◆ Your goal
Please turn all of the rows below into a Markdown table with two columns, No and Line: number each line in No and copy the line itself into Line, leaving out any blank lines.

[Object location annotation data]
=======

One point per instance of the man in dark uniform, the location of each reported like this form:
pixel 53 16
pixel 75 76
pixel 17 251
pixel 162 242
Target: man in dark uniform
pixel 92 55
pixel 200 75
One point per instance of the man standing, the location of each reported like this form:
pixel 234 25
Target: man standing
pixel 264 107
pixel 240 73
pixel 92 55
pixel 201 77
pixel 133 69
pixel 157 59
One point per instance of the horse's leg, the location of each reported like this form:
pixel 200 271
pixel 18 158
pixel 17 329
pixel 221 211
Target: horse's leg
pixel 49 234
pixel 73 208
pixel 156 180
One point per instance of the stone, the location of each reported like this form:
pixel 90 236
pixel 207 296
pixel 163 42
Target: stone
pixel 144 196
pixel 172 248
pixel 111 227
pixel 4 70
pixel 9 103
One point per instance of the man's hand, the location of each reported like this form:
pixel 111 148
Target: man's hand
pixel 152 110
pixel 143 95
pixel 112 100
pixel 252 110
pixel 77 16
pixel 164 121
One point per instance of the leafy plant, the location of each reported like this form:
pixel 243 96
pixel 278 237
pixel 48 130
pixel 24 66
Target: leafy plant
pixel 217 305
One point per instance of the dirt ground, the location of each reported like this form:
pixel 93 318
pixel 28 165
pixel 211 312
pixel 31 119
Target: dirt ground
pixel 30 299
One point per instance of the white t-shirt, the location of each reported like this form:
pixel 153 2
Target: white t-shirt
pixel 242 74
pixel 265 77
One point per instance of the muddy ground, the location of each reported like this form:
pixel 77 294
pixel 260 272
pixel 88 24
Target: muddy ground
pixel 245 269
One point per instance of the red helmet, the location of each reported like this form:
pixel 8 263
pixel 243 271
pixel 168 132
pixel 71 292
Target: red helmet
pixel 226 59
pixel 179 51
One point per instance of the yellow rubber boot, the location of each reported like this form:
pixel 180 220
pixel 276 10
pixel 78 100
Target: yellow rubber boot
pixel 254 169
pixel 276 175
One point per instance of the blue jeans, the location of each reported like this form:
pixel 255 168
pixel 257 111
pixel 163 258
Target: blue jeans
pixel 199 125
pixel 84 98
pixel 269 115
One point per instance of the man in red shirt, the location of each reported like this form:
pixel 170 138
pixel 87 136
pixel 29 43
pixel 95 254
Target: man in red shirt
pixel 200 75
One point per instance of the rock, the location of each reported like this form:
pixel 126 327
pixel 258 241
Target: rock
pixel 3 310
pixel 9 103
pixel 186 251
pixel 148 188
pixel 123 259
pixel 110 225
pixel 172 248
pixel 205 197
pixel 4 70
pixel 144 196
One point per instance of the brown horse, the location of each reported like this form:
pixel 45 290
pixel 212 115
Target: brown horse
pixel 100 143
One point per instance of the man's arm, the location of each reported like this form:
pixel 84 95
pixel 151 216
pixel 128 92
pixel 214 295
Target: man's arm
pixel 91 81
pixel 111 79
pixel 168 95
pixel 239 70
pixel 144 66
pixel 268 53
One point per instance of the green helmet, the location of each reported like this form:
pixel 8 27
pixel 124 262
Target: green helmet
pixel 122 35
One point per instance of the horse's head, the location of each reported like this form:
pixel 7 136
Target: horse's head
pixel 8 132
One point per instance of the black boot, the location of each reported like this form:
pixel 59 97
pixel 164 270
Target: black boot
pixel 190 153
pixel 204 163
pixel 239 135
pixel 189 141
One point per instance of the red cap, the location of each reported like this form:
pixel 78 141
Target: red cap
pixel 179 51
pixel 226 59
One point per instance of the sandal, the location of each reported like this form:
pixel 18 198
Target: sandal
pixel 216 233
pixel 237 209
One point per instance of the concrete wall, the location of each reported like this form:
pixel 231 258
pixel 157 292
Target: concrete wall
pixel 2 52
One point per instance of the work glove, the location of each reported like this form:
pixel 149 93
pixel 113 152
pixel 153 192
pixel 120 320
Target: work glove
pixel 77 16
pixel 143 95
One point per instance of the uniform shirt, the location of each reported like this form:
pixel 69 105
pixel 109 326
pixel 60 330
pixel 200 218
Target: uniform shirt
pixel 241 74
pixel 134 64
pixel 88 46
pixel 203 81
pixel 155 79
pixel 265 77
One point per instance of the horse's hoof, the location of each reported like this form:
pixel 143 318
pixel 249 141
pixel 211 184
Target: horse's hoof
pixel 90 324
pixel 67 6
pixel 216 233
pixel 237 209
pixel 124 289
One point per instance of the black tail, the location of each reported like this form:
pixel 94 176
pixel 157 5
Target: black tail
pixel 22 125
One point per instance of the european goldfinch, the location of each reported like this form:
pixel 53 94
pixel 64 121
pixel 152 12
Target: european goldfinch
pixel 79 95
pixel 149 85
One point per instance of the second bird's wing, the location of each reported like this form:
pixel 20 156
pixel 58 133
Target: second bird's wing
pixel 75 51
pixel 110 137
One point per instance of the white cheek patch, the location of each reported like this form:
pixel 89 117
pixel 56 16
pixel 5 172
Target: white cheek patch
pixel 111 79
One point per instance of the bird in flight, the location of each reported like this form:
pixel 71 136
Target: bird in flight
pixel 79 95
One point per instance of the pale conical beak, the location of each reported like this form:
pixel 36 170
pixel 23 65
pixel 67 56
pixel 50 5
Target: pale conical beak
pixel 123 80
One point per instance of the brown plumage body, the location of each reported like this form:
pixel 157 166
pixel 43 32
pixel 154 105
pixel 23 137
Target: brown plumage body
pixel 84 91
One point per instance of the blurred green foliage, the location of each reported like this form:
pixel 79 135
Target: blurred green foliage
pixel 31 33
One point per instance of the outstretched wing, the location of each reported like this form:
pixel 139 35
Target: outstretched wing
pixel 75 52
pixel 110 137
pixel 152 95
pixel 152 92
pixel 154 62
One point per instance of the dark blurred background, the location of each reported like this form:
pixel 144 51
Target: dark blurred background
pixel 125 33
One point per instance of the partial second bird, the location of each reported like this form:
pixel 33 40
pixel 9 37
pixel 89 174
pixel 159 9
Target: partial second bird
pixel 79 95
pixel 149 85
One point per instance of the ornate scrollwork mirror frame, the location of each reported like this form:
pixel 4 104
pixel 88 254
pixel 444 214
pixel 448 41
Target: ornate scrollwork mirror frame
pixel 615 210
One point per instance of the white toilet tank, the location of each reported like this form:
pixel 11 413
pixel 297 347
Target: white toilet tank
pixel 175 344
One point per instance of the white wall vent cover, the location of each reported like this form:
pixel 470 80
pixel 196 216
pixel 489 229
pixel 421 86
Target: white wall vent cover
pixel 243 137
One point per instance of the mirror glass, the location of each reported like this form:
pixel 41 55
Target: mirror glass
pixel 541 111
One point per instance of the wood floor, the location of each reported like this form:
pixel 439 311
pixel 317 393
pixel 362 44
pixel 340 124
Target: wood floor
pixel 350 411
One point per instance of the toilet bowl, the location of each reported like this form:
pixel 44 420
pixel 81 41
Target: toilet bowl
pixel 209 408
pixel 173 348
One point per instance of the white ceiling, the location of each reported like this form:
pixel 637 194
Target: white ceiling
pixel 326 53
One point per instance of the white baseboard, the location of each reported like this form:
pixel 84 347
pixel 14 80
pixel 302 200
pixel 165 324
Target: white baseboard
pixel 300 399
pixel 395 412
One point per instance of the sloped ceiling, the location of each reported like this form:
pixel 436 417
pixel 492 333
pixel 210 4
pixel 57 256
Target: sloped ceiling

=======

◆ Solution below
| No | Line |
|---|---|
| 1 | One point per instance of the man in dark uniform, the location of each reported like this form: |
| 2 | pixel 53 16 |
| 3 | pixel 75 76 |
| 4 | pixel 17 251 |
| 5 | pixel 162 242 |
| 6 | Target: man in dark uniform |
| 7 | pixel 92 55 |
| 8 | pixel 200 75 |
| 9 | One point per instance of the man standing, the location of each reported like this form: |
| 10 | pixel 234 25 |
| 11 | Target: man standing |
| 12 | pixel 264 107 |
| 13 | pixel 240 73 |
| 14 | pixel 92 55 |
| 15 | pixel 201 77 |
| 16 | pixel 133 69 |
| 17 | pixel 157 59 |
| 18 | One point per instance of the horse's leg, the location of each reported like this form: |
| 19 | pixel 200 271 |
| 20 | pixel 18 158 |
| 21 | pixel 17 329 |
| 22 | pixel 221 211 |
| 23 | Target: horse's leg |
| 24 | pixel 49 234 |
| 25 | pixel 73 208 |
| 26 | pixel 156 180 |
| 27 | One point per instance of the stone, the location of each reported like this form: |
| 28 | pixel 90 236 |
| 29 | pixel 207 296 |
| 30 | pixel 163 42 |
| 31 | Target: stone |
| 32 | pixel 144 196 |
| 33 | pixel 172 248 |
| 34 | pixel 111 227 |
| 35 | pixel 4 70 |
| 36 | pixel 9 103 |
| 37 | One point per instance of the man's hand, the location of each reported like this form: |
| 38 | pixel 111 148 |
| 39 | Target: man's hand |
| 40 | pixel 152 110 |
| 41 | pixel 143 95 |
| 42 | pixel 112 100 |
| 43 | pixel 252 110 |
| 44 | pixel 77 16 |
| 45 | pixel 164 121 |
| 46 | One point per instance of the leafy plant, the location of each reported like this form: |
| 47 | pixel 243 96 |
| 48 | pixel 278 237 |
| 49 | pixel 48 130 |
| 50 | pixel 24 66 |
| 51 | Target: leafy plant |
| 52 | pixel 217 305 |
| 53 | One point per instance of the dirt ground, the location of each reported like this form: |
| 54 | pixel 93 318 |
| 55 | pixel 28 165 |
| 56 | pixel 211 312 |
| 57 | pixel 31 119 |
| 58 | Target: dirt ground |
| 59 | pixel 30 299 |
| 60 | One point per instance of the white t-shirt, the location of each reported like this form: |
| 61 | pixel 153 2 |
| 62 | Target: white t-shirt |
| 63 | pixel 242 74 |
| 64 | pixel 265 77 |
| 65 | One point per instance of the muddy ground, the location of each reported like this form: |
| 66 | pixel 77 294 |
| 67 | pixel 260 272 |
| 68 | pixel 88 24 |
| 69 | Target: muddy ground |
| 70 | pixel 245 269 |
| 71 | One point per instance of the red helmet, the location of each reported like this form: |
| 72 | pixel 8 263 |
| 73 | pixel 243 271 |
| 74 | pixel 168 132 |
| 75 | pixel 71 292 |
| 76 | Target: red helmet |
| 77 | pixel 226 59 |
| 78 | pixel 179 51 |
| 79 | One point per instance of the yellow rubber boot, the location of each reported like this form: |
| 80 | pixel 180 220 |
| 81 | pixel 276 10 |
| 82 | pixel 78 100 |
| 83 | Target: yellow rubber boot |
| 84 | pixel 254 169 |
| 85 | pixel 276 175 |
| 86 | One point per instance of the blue jeans, the location of each reported like this form: |
| 87 | pixel 255 168 |
| 88 | pixel 257 111 |
| 89 | pixel 163 258 |
| 90 | Target: blue jeans |
| 91 | pixel 199 125 |
| 92 | pixel 84 98 |
| 93 | pixel 269 115 |
| 94 | One point per instance of the man in red shirt, the location of each reported like this form: |
| 95 | pixel 170 138 |
| 96 | pixel 87 136 |
| 97 | pixel 29 43 |
| 98 | pixel 95 254 |
| 99 | Target: man in red shirt |
| 100 | pixel 200 75 |
| 101 | One point per instance of the rock, the location of each reported like this form: |
| 102 | pixel 126 327 |
| 103 | pixel 258 241 |
| 104 | Target: rock |
| 105 | pixel 3 310 |
| 106 | pixel 9 103 |
| 107 | pixel 186 251 |
| 108 | pixel 148 188 |
| 109 | pixel 123 259 |
| 110 | pixel 110 225 |
| 111 | pixel 172 248 |
| 112 | pixel 205 197 |
| 113 | pixel 4 70 |
| 114 | pixel 144 196 |
| 115 | One point per instance of the brown horse, the location of each reported like this form: |
| 116 | pixel 45 290 |
| 117 | pixel 212 115 |
| 118 | Target: brown horse |
| 119 | pixel 100 143 |
| 120 | One point per instance of the man's arm, the location of each reported like this form: |
| 121 | pixel 84 95 |
| 122 | pixel 151 216 |
| 123 | pixel 128 92 |
| 124 | pixel 214 295 |
| 125 | Target: man's arm |
| 126 | pixel 91 81 |
| 127 | pixel 111 79 |
| 128 | pixel 168 95 |
| 129 | pixel 239 70 |
| 130 | pixel 144 66 |
| 131 | pixel 268 53 |
| 132 | One point per instance of the green helmet, the location of each reported like this form: |
| 133 | pixel 8 27 |
| 134 | pixel 124 262 |
| 135 | Target: green helmet |
| 136 | pixel 122 35 |
| 137 | One point per instance of the horse's head, the location of each reported like this form: |
| 138 | pixel 7 136 |
| 139 | Target: horse's head |
| 140 | pixel 8 132 |
| 141 | One point per instance of the black boot, the location of each reported like this form: |
| 142 | pixel 59 97 |
| 143 | pixel 164 270 |
| 144 | Target: black boot |
| 145 | pixel 190 153 |
| 146 | pixel 204 163 |
| 147 | pixel 239 135 |
| 148 | pixel 189 141 |
| 149 | One point per instance of the red cap, the location of each reported like this form: |
| 150 | pixel 78 141 |
| 151 | Target: red cap |
| 152 | pixel 179 51 |
| 153 | pixel 226 59 |
| 154 | One point per instance of the sandal, the location of each reported like this form: |
| 155 | pixel 18 198 |
| 156 | Target: sandal |
| 157 | pixel 216 233 |
| 158 | pixel 237 209 |
| 159 | One point per instance of the concrete wall, the location of each reported like this form: |
| 160 | pixel 231 258 |
| 161 | pixel 157 292 |
| 162 | Target: concrete wall |
| 163 | pixel 2 52 |
| 164 | One point per instance of the work glove, the location of each reported like this form: |
| 165 | pixel 149 93 |
| 166 | pixel 113 152 |
| 167 | pixel 153 192 |
| 168 | pixel 120 320 |
| 169 | Target: work glove |
| 170 | pixel 77 16 |
| 171 | pixel 143 95 |
| 172 | One point per instance of the uniform shirt, the location of each reported like this form: |
| 173 | pixel 69 105 |
| 174 | pixel 109 326 |
| 175 | pixel 60 330 |
| 176 | pixel 200 218 |
| 177 | Target: uniform shirt |
| 178 | pixel 241 74 |
| 179 | pixel 134 64 |
| 180 | pixel 88 46 |
| 181 | pixel 203 81 |
| 182 | pixel 155 79 |
| 183 | pixel 265 77 |
| 184 | One point per instance of the horse's hoof, the location of each reported like this form: |
| 185 | pixel 143 318 |
| 186 | pixel 249 141 |
| 187 | pixel 211 184 |
| 188 | Target: horse's hoof |
| 189 | pixel 90 324 |
| 190 | pixel 67 6 |
| 191 | pixel 216 233 |
| 192 | pixel 237 209 |
| 193 | pixel 124 289 |
| 194 | One point per instance of the black tail, the location of each reported like this form: |
| 195 | pixel 94 176 |
| 196 | pixel 157 5 |
| 197 | Target: black tail |
| 198 | pixel 22 125 |
| 199 | One point per instance of the european goldfinch, the location of each reported like this form: |
| 200 | pixel 53 94 |
| 201 | pixel 64 121 |
| 202 | pixel 152 12 |
| 203 | Target: european goldfinch |
| 204 | pixel 79 95 |
| 205 | pixel 149 85 |
| 206 | One point per instance of the second bird's wing, the location of each reported like this form: |
| 207 | pixel 20 156 |
| 208 | pixel 58 133 |
| 209 | Target: second bird's wing |
| 210 | pixel 75 51 |
| 211 | pixel 110 137 |
| 212 | One point per instance of the white cheek patch, the location of each reported like this form: |
| 213 | pixel 89 117 |
| 214 | pixel 56 16 |
| 215 | pixel 5 172 |
| 216 | Target: white cheek patch |
| 217 | pixel 111 79 |
| 218 | One point per instance of the bird in flight, the location of each reported like this form: |
| 219 | pixel 71 136 |
| 220 | Target: bird in flight |
| 221 | pixel 79 95 |
| 222 | One point per instance of the pale conical beak, the location of each reported like this form: |
| 223 | pixel 36 170 |
| 224 | pixel 23 65 |
| 225 | pixel 67 56 |
| 226 | pixel 50 5 |
| 227 | Target: pale conical beak |
| 228 | pixel 123 80 |
| 229 | One point per instance of the brown plumage body, the location of each reported like this form: |
| 230 | pixel 157 166 |
| 231 | pixel 43 32 |
| 232 | pixel 154 105 |
| 233 | pixel 23 137 |
| 234 | Target: brown plumage body |
| 235 | pixel 84 91 |
| 236 | One point per instance of the blurred green foliage, the location of each reported like this form: |
| 237 | pixel 79 135 |
| 238 | Target: blurred green foliage |
| 239 | pixel 31 33 |
| 240 | One point per instance of the outstretched wing, the location of each reported like this form: |
| 241 | pixel 139 35 |
| 242 | Target: outstretched wing |
| 243 | pixel 75 52 |
| 244 | pixel 110 137 |
| 245 | pixel 152 95 |
| 246 | pixel 152 92 |
| 247 | pixel 154 62 |
| 248 | One point per instance of the dark blurred background, the location of each reported like this form: |
| 249 | pixel 144 51 |
| 250 | Target: dark blurred background |
| 251 | pixel 125 33 |
| 252 | One point per instance of the partial second bird, the location of each reported like this form: |
| 253 | pixel 33 40 |
| 254 | pixel 9 37 |
| 255 | pixel 89 174 |
| 256 | pixel 159 9 |
| 257 | Target: partial second bird |
| 258 | pixel 79 95 |
| 259 | pixel 149 85 |
| 260 | One point per instance of the ornate scrollwork mirror frame, the location of each reported like this form: |
| 261 | pixel 4 104 |
| 262 | pixel 88 254 |
| 263 | pixel 444 214 |
| 264 | pixel 448 41 |
| 265 | Target: ornate scrollwork mirror frame |
| 266 | pixel 615 210 |
| 267 | One point per instance of the white toilet tank, the location of each reported like this form: |
| 268 | pixel 11 413 |
| 269 | pixel 297 347 |
| 270 | Target: white toilet tank |
| 271 | pixel 175 344 |
| 272 | One point per instance of the white wall vent cover, the location of each reported like this form: |
| 273 | pixel 470 80 |
| 274 | pixel 196 216 |
| 275 | pixel 489 229 |
| 276 | pixel 421 86 |
| 277 | Target: white wall vent cover |
| 278 | pixel 243 137 |
| 279 | One point per instance of the mirror glass, the location of each reported like this form: |
| 280 | pixel 41 55 |
| 281 | Target: mirror glass |
| 282 | pixel 541 111 |
| 283 | One point per instance of the wood floor, the location of each reported like this form: |
| 284 | pixel 439 311 |
| 285 | pixel 317 393 |
| 286 | pixel 362 44 |
| 287 | pixel 340 124 |
| 288 | Target: wood floor |
| 289 | pixel 350 411 |
| 290 | One point per instance of the toilet bowl, the location of each reported like this form: |
| 291 | pixel 44 420 |
| 292 | pixel 81 41 |
| 293 | Target: toilet bowl |
| 294 | pixel 209 408 |
| 295 | pixel 173 348 |
| 296 | One point per instance of the white ceiling, the location of each reported like this form: |
| 297 | pixel 637 194 |
| 298 | Target: white ceiling |
| 299 | pixel 326 53 |
| 300 | One point per instance of the white baseboard, the location of each reported like this form: |
| 301 | pixel 84 347 |
| 302 | pixel 14 80 |
| 303 | pixel 302 200 |
| 304 | pixel 165 324 |
| 305 | Target: white baseboard |
| 306 | pixel 300 399 |
| 307 | pixel 395 412 |
| 308 | One point per instance of the sloped ceiling, the location of each reported like this form: |
| 309 | pixel 436 417 |
| 310 | pixel 492 333 |
| 311 | pixel 210 4 |
| 312 | pixel 57 256 |
| 313 | Target: sloped ceiling |